***** KUTIPAN PILIHAN *****

Menuju konten utama

Penyerang Novel Dituntut Rendah, Komnas HAM: Lukai Pembela HAM

Komnas HAM nilai jaksa tak hanya turut melukai Novel Baswedan tetapi juga melukai para pembela Hak Asasi Manusia (HAM).

Penyerang Novel Dituntut Rendah, Komnas HAM: Lukai Pembela HAM
Terdakwa kasus penyiraman air keras kepada penyidik KPK Novel Baswedan, Ronny Bugis (tengah) meninggalkan ruangan usai menjalani sidang dakwaan di Pengadilan Negeri Jakarta Utara, Jakarta, Kamis (19/3/2020). ANTARA FOTO/Rivan Awal Lingga/wsj.

tirto.id - Komnas HAM menyoroti rendahnya tuntutan jaksa penuntut umum terhadap dua terdakwa kasus penyerangan terhadap penyidik senior Komisi Pemberantasan Korupsi (KPK) Novel Baswedan. Komnas HAM berpendapat tuntutan jaksa yang hanya satu tahun penjara itu bukti bahwa jaksa tak hanya turut melukai Novel tetapi juga melukai para pembela Hak Asasi Manusia (HAM).

***** ENTRI DATA *****

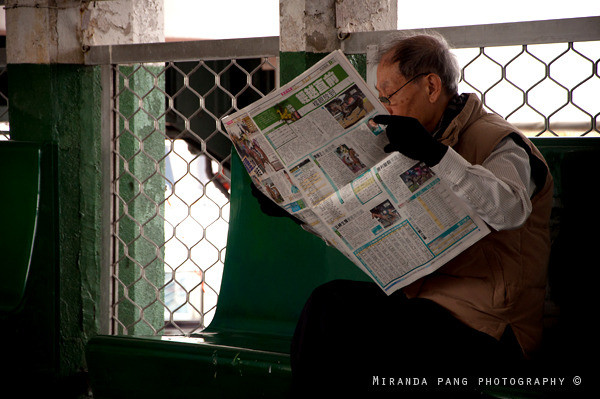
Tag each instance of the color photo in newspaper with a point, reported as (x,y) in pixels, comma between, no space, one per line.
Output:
(313,148)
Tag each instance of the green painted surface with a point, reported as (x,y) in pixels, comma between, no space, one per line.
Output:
(141,117)
(58,105)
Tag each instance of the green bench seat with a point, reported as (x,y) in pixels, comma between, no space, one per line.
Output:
(271,267)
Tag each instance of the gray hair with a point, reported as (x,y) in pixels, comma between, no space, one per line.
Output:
(418,53)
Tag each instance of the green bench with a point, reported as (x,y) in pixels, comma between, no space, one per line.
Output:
(20,195)
(271,267)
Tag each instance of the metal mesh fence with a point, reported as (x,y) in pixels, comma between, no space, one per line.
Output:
(171,161)
(171,188)
(546,90)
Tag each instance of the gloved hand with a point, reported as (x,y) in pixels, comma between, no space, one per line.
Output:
(409,137)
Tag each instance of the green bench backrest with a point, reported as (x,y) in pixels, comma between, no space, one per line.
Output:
(272,265)
(19,196)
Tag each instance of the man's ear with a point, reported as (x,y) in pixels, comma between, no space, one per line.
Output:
(434,87)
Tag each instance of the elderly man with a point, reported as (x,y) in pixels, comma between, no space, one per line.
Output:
(483,308)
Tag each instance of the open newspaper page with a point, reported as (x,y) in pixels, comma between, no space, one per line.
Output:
(312,147)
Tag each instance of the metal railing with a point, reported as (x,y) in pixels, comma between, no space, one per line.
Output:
(169,175)
(4,126)
(169,157)
(542,76)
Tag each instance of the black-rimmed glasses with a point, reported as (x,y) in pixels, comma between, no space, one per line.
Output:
(386,100)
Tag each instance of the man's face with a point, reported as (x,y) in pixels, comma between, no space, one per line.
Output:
(411,101)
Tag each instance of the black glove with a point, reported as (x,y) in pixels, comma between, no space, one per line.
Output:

*****

• **DAFTAR TUGAS**
• A. Sebutkan berapa baris entri yang memuat kata "metal", dengan huruf besar dan kecil dibedakan. Jawab dengan angkanya saja.
• B. Lanjutkan berita tentang tuntutan terhadap penyerang Novel Baswedan, mulai setelah kalimat terakhirnya.

• **SOAL TERJAWAB**
• A. 2

• B.
"Tuntutan jaksa itu melupakan bahwa peristiwa tersebut juga merupakan serangan terhadap HRD (human right defender atau pembela HAM). Jadi dalam konteks Komnas HAM, tidak hanya dilihat sebagai peristiwa biasa, namun serangan pada HRD," kata Komisioner Komnas HAM Choirul Anam saat dihubungi reporter Tirto, Jumat (12/6/2020).

Jaksa penuntut umum perkara penyiraman air keras Novel Baswedan menyatakan 2 terdakwa penyerangan, Ronny Bugis dan Rahmat Kadir Mahulette bersalah dalam kasus penyiraman air keras. Jaksa pun menuntut kedua terdakwa 1 tahun penjara dalam pembacaan tuntutan di Pengadilan Negeri Jakarta Utara, Kamis (11/6/2020).

Anam mengatakan penyerangan terhadap Novel tidak hanya merugikan Novel secara individu, tetapi merugikan kepentingan publik, terutama dalam pemberantasan korupsi.

Anam berpendapat, pemerintah melupakan peran pembela ham sebagai pilar penjaga kepentingan publik. Kemudian, pemerintah juga belum melihat kasus tersebut sebagai kebijakan penegakan hukum. Jaksa seharusnya bisa menjelaskan alasan mereka menuntut rendah.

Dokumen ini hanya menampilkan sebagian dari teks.